What this task involves: Format the data from its start through the line containing "184L70 175L77 171L78", both ends included, as a JSON list of strings with one string per line, skipping blank lines and leaving out the pictures.

┄┄┄┄┄┄

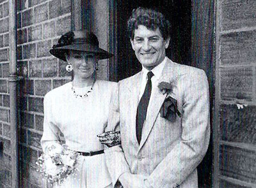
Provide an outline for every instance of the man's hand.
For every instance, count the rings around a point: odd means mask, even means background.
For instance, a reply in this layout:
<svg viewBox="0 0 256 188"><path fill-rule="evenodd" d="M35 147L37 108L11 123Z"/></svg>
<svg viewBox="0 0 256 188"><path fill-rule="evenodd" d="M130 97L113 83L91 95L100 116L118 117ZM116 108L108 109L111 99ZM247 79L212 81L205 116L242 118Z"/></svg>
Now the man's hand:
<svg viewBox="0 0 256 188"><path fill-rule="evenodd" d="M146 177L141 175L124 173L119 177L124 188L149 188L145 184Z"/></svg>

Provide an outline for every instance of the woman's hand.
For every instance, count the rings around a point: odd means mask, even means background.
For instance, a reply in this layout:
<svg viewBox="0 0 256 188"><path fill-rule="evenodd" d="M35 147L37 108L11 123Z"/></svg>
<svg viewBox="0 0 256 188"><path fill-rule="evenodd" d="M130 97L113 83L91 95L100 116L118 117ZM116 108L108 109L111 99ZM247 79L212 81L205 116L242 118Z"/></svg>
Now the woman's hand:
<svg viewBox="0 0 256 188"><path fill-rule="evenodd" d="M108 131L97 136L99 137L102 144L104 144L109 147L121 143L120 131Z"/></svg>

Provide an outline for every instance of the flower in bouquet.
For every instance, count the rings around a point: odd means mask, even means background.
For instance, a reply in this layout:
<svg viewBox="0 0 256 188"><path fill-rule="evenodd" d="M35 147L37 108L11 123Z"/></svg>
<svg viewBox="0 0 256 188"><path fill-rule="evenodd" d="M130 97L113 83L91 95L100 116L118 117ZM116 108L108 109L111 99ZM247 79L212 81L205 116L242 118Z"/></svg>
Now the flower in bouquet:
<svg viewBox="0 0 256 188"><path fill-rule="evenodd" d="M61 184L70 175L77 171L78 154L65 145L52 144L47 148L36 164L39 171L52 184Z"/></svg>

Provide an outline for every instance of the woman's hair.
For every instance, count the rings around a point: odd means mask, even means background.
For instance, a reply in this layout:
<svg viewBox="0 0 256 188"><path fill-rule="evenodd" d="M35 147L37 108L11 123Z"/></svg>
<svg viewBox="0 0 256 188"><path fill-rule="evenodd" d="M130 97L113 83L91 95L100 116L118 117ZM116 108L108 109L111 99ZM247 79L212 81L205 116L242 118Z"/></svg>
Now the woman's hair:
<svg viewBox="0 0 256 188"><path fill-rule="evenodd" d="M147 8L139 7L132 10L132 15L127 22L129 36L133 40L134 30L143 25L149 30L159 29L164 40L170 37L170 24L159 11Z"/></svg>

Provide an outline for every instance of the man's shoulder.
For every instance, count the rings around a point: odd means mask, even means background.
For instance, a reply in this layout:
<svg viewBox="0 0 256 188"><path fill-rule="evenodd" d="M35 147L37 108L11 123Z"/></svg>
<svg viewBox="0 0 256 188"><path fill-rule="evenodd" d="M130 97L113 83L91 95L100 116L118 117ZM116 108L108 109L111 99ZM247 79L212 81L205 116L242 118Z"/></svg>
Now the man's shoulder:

┄┄┄┄┄┄

Solved problem:
[
  "Provide an outline for every instance of the man's hand.",
  "For every instance, count the rings around a point: odd means mask, even means background.",
  "For instance, a reply in this layout:",
  "<svg viewBox=\"0 0 256 188\"><path fill-rule=\"evenodd\" d=\"M35 147L37 108L11 123Z\"/></svg>",
  "<svg viewBox=\"0 0 256 188\"><path fill-rule=\"evenodd\" d=\"M130 97L113 83L91 95L100 116L118 117ZM116 108L108 109L111 99ZM247 79L212 81L205 116L242 118Z\"/></svg>",
  "Now the man's hand:",
  "<svg viewBox=\"0 0 256 188\"><path fill-rule=\"evenodd\" d=\"M146 177L141 175L124 173L119 177L124 188L149 188L145 184Z\"/></svg>",
  "Provide an outline for every instance of the woman's hand.",
  "For every instance, count the rings around a point: odd means mask, even means background.",
  "For instance, a reply in this layout:",
  "<svg viewBox=\"0 0 256 188\"><path fill-rule=\"evenodd\" d=\"M35 147L37 108L11 123Z\"/></svg>",
  "<svg viewBox=\"0 0 256 188\"><path fill-rule=\"evenodd\" d=\"M130 97L113 83L91 95L100 116L118 117ZM116 108L108 109L111 99ZM247 79L212 81L205 116L242 118Z\"/></svg>",
  "Now the woman's hand:",
  "<svg viewBox=\"0 0 256 188\"><path fill-rule=\"evenodd\" d=\"M108 131L97 136L99 137L102 144L104 144L109 147L121 143L120 131Z\"/></svg>",
  "Provide an outline for every instance of the flower in bouquet.",
  "For every instance, count the rings around a point: odd means mask, even means background.",
  "For instance, a reply in this layout:",
  "<svg viewBox=\"0 0 256 188\"><path fill-rule=\"evenodd\" d=\"M35 147L37 108L11 123Z\"/></svg>",
  "<svg viewBox=\"0 0 256 188\"><path fill-rule=\"evenodd\" d=\"M130 97L113 83L91 95L100 116L118 117ZM116 108L108 109L111 99ZM247 79L212 81L205 116L242 118Z\"/></svg>",
  "Now the flower in bouquet:",
  "<svg viewBox=\"0 0 256 188\"><path fill-rule=\"evenodd\" d=\"M61 184L70 175L77 171L78 154L65 145L52 144L47 148L36 164L39 171L52 184Z\"/></svg>"
]